● TASK GOAL: Of the records below, reproduce only the span that opens with the line containing "One keypoint belongs on each instance. Indicate the rock in" and closes with the last line.

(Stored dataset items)
________
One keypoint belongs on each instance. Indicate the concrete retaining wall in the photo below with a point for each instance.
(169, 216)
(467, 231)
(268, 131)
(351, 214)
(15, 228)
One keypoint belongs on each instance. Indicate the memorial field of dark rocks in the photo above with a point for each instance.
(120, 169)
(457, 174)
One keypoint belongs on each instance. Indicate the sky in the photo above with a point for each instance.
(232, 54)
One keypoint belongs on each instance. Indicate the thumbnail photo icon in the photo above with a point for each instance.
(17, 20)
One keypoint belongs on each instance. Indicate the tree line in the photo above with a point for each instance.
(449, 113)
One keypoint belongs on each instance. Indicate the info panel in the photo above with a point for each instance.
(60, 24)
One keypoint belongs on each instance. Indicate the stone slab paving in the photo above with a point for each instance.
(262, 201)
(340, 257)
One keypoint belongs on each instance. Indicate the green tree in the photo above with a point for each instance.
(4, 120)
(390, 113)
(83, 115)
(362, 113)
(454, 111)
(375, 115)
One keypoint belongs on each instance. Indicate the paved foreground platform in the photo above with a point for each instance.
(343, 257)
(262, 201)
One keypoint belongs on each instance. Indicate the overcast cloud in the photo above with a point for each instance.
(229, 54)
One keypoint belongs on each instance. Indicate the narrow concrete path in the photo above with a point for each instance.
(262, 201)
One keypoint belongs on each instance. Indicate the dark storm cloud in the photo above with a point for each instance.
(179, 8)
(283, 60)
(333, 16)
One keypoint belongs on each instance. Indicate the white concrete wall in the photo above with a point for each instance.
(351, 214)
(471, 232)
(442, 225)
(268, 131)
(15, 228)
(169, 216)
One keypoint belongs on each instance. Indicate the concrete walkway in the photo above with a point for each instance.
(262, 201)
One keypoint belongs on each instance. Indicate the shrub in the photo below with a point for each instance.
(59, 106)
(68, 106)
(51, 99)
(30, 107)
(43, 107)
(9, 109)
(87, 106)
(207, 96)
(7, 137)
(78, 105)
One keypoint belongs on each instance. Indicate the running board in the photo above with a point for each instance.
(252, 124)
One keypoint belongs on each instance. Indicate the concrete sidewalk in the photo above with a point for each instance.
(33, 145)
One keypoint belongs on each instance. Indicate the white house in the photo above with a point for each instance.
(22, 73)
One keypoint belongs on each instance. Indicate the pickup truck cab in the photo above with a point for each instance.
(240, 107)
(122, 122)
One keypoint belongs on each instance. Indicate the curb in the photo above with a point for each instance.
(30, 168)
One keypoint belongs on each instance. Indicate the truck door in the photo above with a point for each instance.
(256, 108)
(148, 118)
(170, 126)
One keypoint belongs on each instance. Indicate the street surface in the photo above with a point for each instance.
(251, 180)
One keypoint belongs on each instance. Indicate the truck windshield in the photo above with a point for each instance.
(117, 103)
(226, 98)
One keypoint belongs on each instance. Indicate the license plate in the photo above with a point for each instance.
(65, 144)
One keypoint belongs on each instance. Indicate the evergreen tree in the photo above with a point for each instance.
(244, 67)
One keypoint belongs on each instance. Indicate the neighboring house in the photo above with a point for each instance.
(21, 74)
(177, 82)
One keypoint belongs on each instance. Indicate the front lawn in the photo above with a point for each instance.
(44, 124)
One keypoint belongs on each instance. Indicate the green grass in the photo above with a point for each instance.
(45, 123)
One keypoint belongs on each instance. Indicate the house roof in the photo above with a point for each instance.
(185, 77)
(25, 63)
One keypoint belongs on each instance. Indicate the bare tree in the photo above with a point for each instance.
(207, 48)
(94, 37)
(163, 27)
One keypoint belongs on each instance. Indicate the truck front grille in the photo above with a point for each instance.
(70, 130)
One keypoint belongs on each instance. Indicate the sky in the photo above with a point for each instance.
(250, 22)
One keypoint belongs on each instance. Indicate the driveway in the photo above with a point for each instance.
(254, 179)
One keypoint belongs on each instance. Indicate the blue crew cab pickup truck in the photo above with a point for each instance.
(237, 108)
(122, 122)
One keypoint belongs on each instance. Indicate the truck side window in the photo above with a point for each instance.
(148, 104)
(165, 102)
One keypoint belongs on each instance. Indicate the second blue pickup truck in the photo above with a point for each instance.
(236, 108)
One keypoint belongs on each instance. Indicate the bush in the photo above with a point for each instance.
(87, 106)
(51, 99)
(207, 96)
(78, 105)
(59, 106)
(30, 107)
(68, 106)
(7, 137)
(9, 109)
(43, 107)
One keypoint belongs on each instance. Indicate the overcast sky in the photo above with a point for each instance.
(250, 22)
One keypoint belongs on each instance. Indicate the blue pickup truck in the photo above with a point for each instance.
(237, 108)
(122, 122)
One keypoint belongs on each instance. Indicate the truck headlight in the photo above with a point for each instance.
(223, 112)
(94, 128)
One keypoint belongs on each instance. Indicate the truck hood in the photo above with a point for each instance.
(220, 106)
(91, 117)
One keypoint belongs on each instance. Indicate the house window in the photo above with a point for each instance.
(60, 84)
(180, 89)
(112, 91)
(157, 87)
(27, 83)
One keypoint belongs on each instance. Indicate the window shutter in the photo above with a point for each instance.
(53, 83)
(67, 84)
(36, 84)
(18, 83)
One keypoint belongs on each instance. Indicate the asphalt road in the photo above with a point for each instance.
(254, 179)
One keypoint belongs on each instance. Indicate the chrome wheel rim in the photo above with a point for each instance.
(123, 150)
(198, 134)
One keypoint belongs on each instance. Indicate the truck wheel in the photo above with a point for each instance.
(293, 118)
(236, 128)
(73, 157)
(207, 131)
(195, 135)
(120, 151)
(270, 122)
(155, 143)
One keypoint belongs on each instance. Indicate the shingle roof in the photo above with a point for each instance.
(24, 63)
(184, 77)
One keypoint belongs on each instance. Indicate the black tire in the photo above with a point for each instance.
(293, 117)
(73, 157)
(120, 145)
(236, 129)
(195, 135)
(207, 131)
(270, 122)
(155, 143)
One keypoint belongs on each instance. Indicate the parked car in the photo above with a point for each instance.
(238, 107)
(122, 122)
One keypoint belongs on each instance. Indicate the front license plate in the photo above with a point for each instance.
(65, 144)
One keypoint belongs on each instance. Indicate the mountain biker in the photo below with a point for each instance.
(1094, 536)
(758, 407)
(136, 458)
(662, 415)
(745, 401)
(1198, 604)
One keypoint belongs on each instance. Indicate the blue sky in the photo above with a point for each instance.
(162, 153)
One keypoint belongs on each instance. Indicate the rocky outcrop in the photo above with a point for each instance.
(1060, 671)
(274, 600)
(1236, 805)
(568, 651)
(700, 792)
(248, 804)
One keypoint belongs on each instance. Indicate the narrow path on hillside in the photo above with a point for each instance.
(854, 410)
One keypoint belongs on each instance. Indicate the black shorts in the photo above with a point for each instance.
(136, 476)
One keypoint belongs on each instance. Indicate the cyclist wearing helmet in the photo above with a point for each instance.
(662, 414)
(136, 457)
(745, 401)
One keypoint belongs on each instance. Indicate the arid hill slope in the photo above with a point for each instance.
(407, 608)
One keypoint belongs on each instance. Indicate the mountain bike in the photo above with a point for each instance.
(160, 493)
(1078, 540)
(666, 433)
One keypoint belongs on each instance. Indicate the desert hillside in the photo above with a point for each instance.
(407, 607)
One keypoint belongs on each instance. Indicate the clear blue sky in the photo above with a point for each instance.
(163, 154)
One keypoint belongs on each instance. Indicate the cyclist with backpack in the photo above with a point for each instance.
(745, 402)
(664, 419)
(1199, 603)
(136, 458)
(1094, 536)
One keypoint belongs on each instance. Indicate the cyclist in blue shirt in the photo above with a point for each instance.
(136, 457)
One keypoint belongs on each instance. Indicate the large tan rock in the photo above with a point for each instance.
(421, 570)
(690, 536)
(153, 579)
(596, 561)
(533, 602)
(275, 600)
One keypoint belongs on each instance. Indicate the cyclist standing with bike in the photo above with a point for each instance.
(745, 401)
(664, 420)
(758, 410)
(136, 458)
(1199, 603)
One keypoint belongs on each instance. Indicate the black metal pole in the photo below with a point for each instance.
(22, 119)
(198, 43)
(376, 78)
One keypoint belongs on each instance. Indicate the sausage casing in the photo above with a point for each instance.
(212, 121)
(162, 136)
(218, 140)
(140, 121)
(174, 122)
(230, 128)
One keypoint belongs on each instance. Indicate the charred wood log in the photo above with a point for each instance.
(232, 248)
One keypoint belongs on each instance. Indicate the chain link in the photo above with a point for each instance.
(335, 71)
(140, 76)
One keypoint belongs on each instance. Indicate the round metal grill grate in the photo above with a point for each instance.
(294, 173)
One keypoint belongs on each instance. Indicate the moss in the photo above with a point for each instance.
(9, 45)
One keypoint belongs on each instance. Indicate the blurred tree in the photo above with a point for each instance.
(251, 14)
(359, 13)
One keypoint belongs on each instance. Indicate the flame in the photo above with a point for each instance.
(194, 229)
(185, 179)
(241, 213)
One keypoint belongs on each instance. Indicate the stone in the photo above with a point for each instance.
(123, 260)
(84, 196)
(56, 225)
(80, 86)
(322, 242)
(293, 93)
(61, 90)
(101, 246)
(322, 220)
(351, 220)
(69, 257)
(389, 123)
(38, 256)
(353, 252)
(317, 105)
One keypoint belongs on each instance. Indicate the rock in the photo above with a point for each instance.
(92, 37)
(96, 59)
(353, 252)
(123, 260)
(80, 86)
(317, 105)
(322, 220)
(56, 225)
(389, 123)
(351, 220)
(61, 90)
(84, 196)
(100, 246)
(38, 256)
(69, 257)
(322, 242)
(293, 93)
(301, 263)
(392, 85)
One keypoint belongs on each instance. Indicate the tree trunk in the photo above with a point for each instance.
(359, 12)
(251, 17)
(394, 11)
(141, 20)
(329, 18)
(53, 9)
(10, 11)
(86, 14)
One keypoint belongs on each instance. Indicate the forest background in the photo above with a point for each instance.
________
● ANSWER TO THE EXERCISE:
One keypoint belongs on each instance. Indicate the rock in the photo above with a point for each instance.
(92, 37)
(96, 59)
(353, 252)
(123, 260)
(80, 86)
(317, 105)
(322, 220)
(56, 225)
(389, 123)
(351, 220)
(61, 90)
(84, 196)
(100, 246)
(38, 256)
(69, 257)
(322, 242)
(293, 93)
(301, 263)
(392, 85)
One keypoint belongs on each instance. Indicate the tree trunk in the photo above with a point for each instance.
(359, 12)
(251, 17)
(394, 11)
(141, 20)
(329, 18)
(53, 9)
(10, 11)
(86, 14)
One keypoint belongs on each instance. Indicate the forest background in the photo above with a point for each instance.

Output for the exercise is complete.